## Brief:
Copy out the lines of the records below, and only those lines, from the one with "Target | leafy green foliage" through the one with "Target | dense undergrowth", exactly as they appear.

Records provided section start

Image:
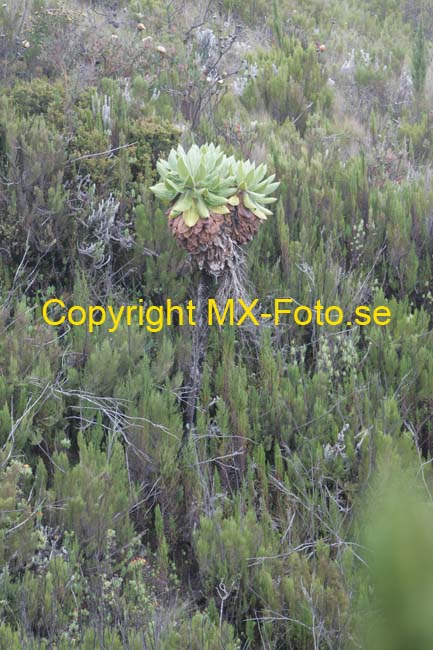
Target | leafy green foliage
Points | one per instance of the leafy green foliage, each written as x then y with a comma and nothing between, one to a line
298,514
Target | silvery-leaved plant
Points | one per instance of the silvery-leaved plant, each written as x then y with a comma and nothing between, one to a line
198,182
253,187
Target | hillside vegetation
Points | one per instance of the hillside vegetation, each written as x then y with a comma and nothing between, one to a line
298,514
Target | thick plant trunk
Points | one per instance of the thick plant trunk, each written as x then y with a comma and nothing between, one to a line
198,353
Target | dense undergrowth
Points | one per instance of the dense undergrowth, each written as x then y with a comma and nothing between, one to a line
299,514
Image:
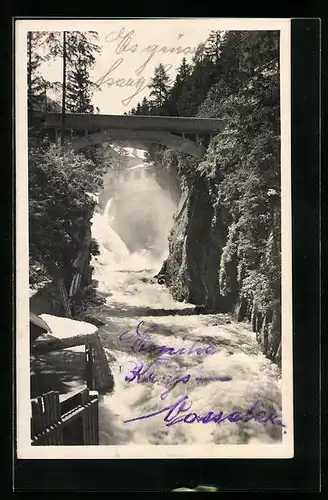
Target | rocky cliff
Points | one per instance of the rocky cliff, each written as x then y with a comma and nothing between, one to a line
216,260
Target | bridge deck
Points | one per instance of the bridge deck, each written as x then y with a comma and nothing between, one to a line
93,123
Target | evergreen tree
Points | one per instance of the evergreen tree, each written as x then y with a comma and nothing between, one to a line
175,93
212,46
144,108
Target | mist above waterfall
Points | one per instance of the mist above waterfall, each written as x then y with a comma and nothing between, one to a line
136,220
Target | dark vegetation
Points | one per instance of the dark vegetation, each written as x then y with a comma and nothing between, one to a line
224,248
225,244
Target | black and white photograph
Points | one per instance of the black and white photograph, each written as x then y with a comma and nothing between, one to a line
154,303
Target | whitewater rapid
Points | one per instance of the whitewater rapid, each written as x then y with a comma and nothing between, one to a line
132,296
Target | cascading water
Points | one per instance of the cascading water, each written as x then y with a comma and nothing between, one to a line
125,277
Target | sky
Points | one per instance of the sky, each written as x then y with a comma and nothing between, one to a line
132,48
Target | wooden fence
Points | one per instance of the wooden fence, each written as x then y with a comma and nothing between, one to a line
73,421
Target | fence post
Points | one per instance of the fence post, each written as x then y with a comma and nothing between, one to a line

Records provided section end

## Answer space:
Target | leafy green foliage
Points | one per instance of the leafy green foliage, each written as x then y with a comma and nothing between, one to a line
298,514
Target | silvery-leaved plant
Points | one per instance of the silvery-leaved plant, each written as x then y with a comma and nothing between, one to a line
198,182
253,187
Target | hillside vegetation
Points | one per instance of the hillside vegetation, each written as x then y with a comma and nothing between, one to a line
298,514
Target | thick plant trunk
Points | one per instance of the thick plant trunk, each written as x then y with a comma and nothing between, one to a line
198,353
Target | dense undergrowth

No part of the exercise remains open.